▸ **Challenge**
Rewrite each of the items below with "reference point" swapped for "marker" and nothing else changed. Leave the pictures out.

— Begin Data shown —

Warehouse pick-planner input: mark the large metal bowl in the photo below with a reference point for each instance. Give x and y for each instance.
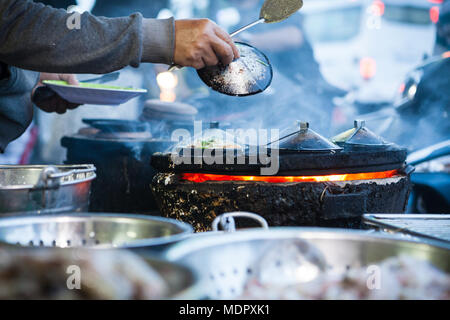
(45, 189)
(93, 230)
(182, 281)
(226, 260)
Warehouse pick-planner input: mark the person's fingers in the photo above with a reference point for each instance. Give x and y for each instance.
(222, 34)
(223, 51)
(70, 79)
(61, 108)
(198, 64)
(72, 106)
(209, 57)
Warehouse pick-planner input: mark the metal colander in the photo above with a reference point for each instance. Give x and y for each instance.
(227, 261)
(92, 230)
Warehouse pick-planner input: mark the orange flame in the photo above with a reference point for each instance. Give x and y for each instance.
(203, 177)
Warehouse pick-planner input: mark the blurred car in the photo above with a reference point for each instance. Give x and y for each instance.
(431, 179)
(368, 45)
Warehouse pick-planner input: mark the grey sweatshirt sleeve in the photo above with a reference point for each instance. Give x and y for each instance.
(38, 37)
(16, 110)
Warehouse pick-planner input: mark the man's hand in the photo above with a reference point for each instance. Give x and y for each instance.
(54, 103)
(200, 43)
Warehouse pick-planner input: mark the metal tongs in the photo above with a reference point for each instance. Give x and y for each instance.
(272, 11)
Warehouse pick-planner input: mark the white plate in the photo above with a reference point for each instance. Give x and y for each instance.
(100, 94)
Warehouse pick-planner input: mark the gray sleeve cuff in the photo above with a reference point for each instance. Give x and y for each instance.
(159, 40)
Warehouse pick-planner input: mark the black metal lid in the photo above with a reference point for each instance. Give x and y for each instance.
(361, 136)
(304, 140)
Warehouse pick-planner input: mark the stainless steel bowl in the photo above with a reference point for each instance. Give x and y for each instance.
(45, 189)
(182, 281)
(225, 260)
(92, 230)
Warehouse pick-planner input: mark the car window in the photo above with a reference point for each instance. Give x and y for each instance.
(333, 25)
(407, 14)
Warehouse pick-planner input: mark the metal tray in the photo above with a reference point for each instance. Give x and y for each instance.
(430, 226)
(225, 261)
(42, 189)
(92, 230)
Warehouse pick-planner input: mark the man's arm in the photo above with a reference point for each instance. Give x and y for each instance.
(37, 37)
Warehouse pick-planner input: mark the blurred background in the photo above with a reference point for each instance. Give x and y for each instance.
(334, 61)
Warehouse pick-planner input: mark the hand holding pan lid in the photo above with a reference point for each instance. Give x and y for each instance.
(240, 79)
(248, 75)
(306, 140)
(359, 135)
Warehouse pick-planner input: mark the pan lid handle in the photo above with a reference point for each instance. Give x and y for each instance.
(227, 222)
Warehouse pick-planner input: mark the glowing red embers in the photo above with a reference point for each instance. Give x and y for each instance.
(204, 177)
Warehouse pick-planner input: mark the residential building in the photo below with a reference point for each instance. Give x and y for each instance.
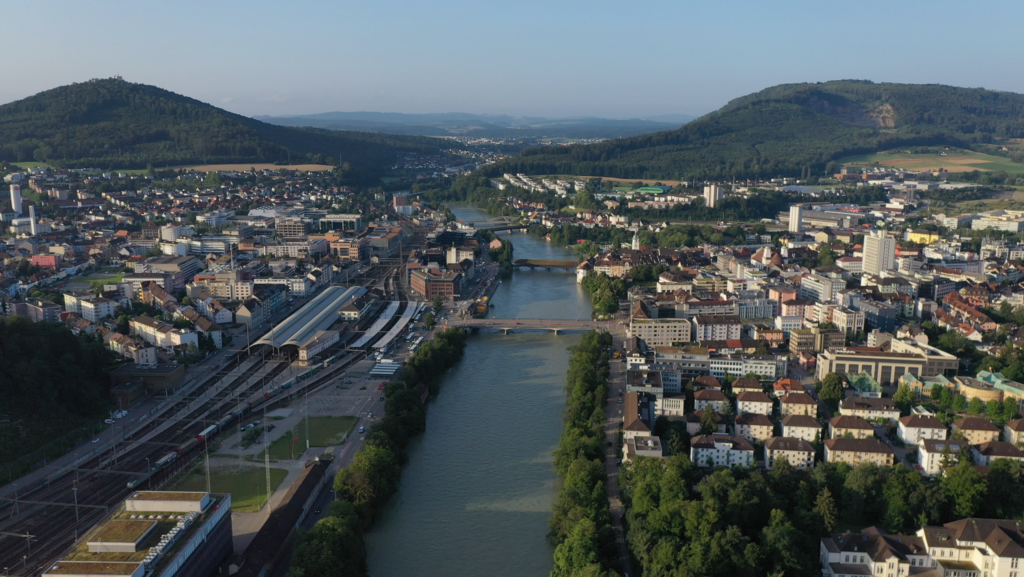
(856, 451)
(976, 429)
(799, 404)
(716, 328)
(850, 426)
(914, 428)
(885, 367)
(798, 452)
(869, 408)
(880, 252)
(755, 427)
(986, 453)
(1013, 431)
(711, 399)
(931, 453)
(754, 403)
(721, 450)
(802, 426)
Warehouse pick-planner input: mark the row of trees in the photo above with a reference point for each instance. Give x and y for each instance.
(335, 545)
(744, 522)
(581, 521)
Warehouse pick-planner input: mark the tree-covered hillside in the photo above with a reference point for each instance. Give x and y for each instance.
(793, 129)
(116, 124)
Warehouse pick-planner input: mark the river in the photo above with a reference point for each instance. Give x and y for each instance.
(476, 494)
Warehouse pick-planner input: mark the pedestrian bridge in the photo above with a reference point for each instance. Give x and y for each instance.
(512, 325)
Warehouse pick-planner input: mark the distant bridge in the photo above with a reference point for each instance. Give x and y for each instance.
(510, 325)
(540, 263)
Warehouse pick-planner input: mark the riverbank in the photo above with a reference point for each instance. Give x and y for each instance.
(336, 544)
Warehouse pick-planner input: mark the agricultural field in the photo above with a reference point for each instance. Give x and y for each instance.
(246, 483)
(953, 161)
(324, 431)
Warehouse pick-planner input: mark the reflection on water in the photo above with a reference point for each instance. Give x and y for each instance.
(476, 494)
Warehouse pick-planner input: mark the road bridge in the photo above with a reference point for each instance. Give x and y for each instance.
(511, 325)
(541, 263)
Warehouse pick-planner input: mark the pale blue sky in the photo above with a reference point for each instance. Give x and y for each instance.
(551, 57)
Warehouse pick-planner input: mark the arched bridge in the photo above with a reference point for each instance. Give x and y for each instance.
(511, 325)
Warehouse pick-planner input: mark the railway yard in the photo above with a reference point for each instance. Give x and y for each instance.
(42, 519)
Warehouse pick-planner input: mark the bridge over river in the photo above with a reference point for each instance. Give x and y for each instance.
(510, 325)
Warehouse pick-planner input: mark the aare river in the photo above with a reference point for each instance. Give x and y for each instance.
(476, 494)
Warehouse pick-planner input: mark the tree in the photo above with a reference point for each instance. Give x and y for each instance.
(709, 421)
(832, 390)
(903, 398)
(966, 488)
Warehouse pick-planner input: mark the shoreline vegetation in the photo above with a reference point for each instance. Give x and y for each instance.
(581, 521)
(335, 546)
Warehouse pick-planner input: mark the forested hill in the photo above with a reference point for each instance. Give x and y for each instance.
(793, 128)
(116, 124)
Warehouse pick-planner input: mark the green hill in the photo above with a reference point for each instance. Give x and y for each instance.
(793, 128)
(116, 124)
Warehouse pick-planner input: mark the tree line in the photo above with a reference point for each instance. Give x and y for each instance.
(335, 545)
(685, 522)
(581, 521)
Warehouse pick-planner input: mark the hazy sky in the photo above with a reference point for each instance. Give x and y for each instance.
(550, 57)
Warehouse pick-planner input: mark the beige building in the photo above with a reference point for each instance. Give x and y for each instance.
(1013, 431)
(755, 427)
(712, 399)
(721, 450)
(869, 408)
(800, 453)
(976, 429)
(930, 452)
(913, 428)
(849, 426)
(799, 404)
(884, 367)
(802, 426)
(754, 403)
(856, 451)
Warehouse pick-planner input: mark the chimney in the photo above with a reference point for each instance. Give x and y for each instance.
(15, 198)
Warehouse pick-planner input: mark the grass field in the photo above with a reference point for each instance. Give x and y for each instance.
(954, 161)
(323, 431)
(247, 484)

— End Data shown —

▸ **Response**
Warehouse pick-planner input: mark the large metal bowl in the photo below with a marker for each instance. Give x and y for each instance.
(45, 189)
(93, 230)
(182, 281)
(226, 260)
Warehouse pick-planner input: mark the person's fingers in the photo above with a marker for each instance. Give x and y for each instance.
(222, 34)
(223, 51)
(70, 79)
(61, 108)
(198, 64)
(72, 106)
(209, 57)
Warehouse pick-planner input: mark the metal colander in the photo above with a marker for each instance. Give x and y for each instance.
(227, 261)
(92, 230)
Warehouse pick-planner input: mark the orange flame in the photo above with a marker for each instance. Give x and y for each instance.
(203, 177)
Warehouse pick-planner input: mark the blurred car in the photo above with a marker for each instance. Give x and y for each instance.
(431, 179)
(368, 45)
Warehouse pick-planner input: mark the grey sweatshirt sleeve in the photo above with a marker for each instance. Give x and y for each instance.
(38, 37)
(16, 110)
Warehouse pick-planner input: mark the man's hand in the photo above with a marker for each instance. Give x and y for each instance.
(54, 103)
(200, 43)
Warehouse pick-planner input: mark the metal tongs in the photo above with a marker for each instance. Give x and y for each instance.
(272, 11)
Warehouse pick-planner input: mark the white plate in the photo above with a marker for each instance. Give x and y for each instance.
(100, 94)
Warehouse pick-planner input: mark the gray sleeve cuff in the photo above with a marker for each instance. Give x and y for each instance.
(159, 40)
Warehouse pick-planner input: mark the black metal lid in the photo above with a marker for each instance. Give x and y for each instance.
(361, 136)
(304, 140)
Warehouse pick-planner input: mark the stainless steel bowl in the photo above with a marker for each instance. Give x and y for each instance.
(45, 189)
(182, 281)
(225, 260)
(92, 230)
Warehouse pick-planner input: mark the car window in the photo above with a marker for each instance. Give x and y for each instance.
(333, 25)
(407, 14)
Warehouse pick-planner input: mark the metal tray in the photo above with a marker for each instance. Give x and y for each instance.
(430, 226)
(225, 261)
(42, 189)
(92, 230)
Warehouse pick-planner input: mark the man's arm in the photo above with a marker for each instance. Give x and y for each instance.
(37, 37)
Warehouse pick-planner input: mark the blurred background in the photo above with a marker for each instance. Give x and y for each instance.
(334, 61)
Warehouse pick-planner input: mark the hand holding pan lid in the photo above with a marker for each instance. Give x and y for each instance.
(240, 79)
(248, 75)
(306, 140)
(359, 135)
Warehouse pick-planner input: mark the pan lid handle in the photo above with a marker for each instance. Give x and y for each instance.
(227, 222)
Warehouse pick-planner input: mark the glowing red embers in the photo above with a marker for each instance. Give x and y for each instance.
(204, 177)
Warehouse pick-planner input: mark the residential building in the photo below with a marker for each instance. Give x and y for each instance.
(856, 451)
(976, 429)
(799, 404)
(716, 328)
(850, 426)
(914, 428)
(885, 367)
(798, 452)
(869, 408)
(880, 252)
(755, 427)
(986, 453)
(1013, 431)
(711, 399)
(931, 453)
(754, 403)
(721, 450)
(802, 426)
Warehouse pick-planner input: mark the row of trees in the photo above with a marker for each instance. Give x and y for each instance.
(335, 545)
(744, 522)
(581, 521)
Warehouse pick-planner input: mark the tree-covered hillside in the photo above with a marker for each instance. Give x and y for each instance.
(793, 129)
(116, 124)
Warehouse pick-planner input: mark the river in the photo above with a marker for each instance. Give x and y for each instance.
(476, 494)
Warehouse pick-planner input: mark the pedestrian bridge in the photo above with a marker for each instance. Give x and y for each instance.
(512, 325)
Warehouse pick-planner input: mark the distant bridge in the photo above with a marker for each instance. Give x and y for each instance.
(510, 325)
(540, 263)
Warehouse pick-planner input: mark the riverbank in the photo above with a marker for each instance. Give x and y for each instance.
(336, 544)
Warehouse pick-planner input: mark the agricultural field in the photo above with a marker for each instance. Give x and y for each instance.
(246, 483)
(953, 161)
(324, 431)
Warehouse pick-planner input: mark the reflection on water in the photo above with a marker for each instance. Give x and y for each instance.
(476, 494)
Warehouse pick-planner input: mark the road bridge in the photo above with a marker for each instance. Give x and y for each instance.
(511, 325)
(541, 263)
Warehouse pick-planner input: mark the pale blue sky in the photo above with a marker for each instance. Give x and y for each instance.
(551, 57)
Warehouse pick-planner input: mark the arched bridge in the photo above with a marker for each instance. Give x and y for each instance.
(511, 325)
Warehouse pick-planner input: mark the railway yard in the photo above with a marker for each instance. Give x and y for each instance.
(42, 519)
Warehouse pick-planner input: mark the bridge over river in the photo above with a marker for each instance. Give x and y for each instance.
(510, 325)
Warehouse pick-planner input: mark the aare river in the photo above with a marker for each instance. Give x and y for each instance.
(476, 494)
Warehouse pick-planner input: mark the tree in the photo above with a marker for each instance. Give x and y for each instance.
(709, 421)
(832, 390)
(903, 398)
(966, 488)
Warehouse pick-planner input: mark the shoreline vegetation in the photo above with a marker for each instance. Give x and y for each instance.
(581, 521)
(335, 546)
Warehouse pick-planner input: mark the forested hill in the photo above with a marker for each instance. Give x and y for each instance.
(793, 128)
(116, 124)
Warehouse pick-planner input: mark the green hill in the photo above with a marker for each instance. Give x and y for each instance.
(793, 128)
(116, 124)
Warehouse pick-planner input: mark the tree line in the photo above with a marker for each instance. Give x and y for each instance.
(335, 545)
(685, 522)
(581, 521)
Warehouse pick-planner input: mark the hazy sky in the photo above with a marker for each instance. Give x and y for each instance.
(550, 57)
Warehouse pick-planner input: mark the beige building in the photo above with a marker for each instance. Give x and y for each instance.
(1013, 431)
(755, 427)
(712, 399)
(721, 450)
(869, 408)
(800, 453)
(976, 429)
(930, 452)
(913, 428)
(849, 426)
(799, 404)
(884, 367)
(802, 426)
(754, 403)
(856, 451)
Warehouse pick-planner input: mark the chimney in the photo above with a marker for each instance. Give x and y for each instance.
(15, 198)
Warehouse pick-planner input: mark the grass field in the photo above with a marker for each instance. Give x and y for each instance.
(954, 161)
(323, 431)
(247, 484)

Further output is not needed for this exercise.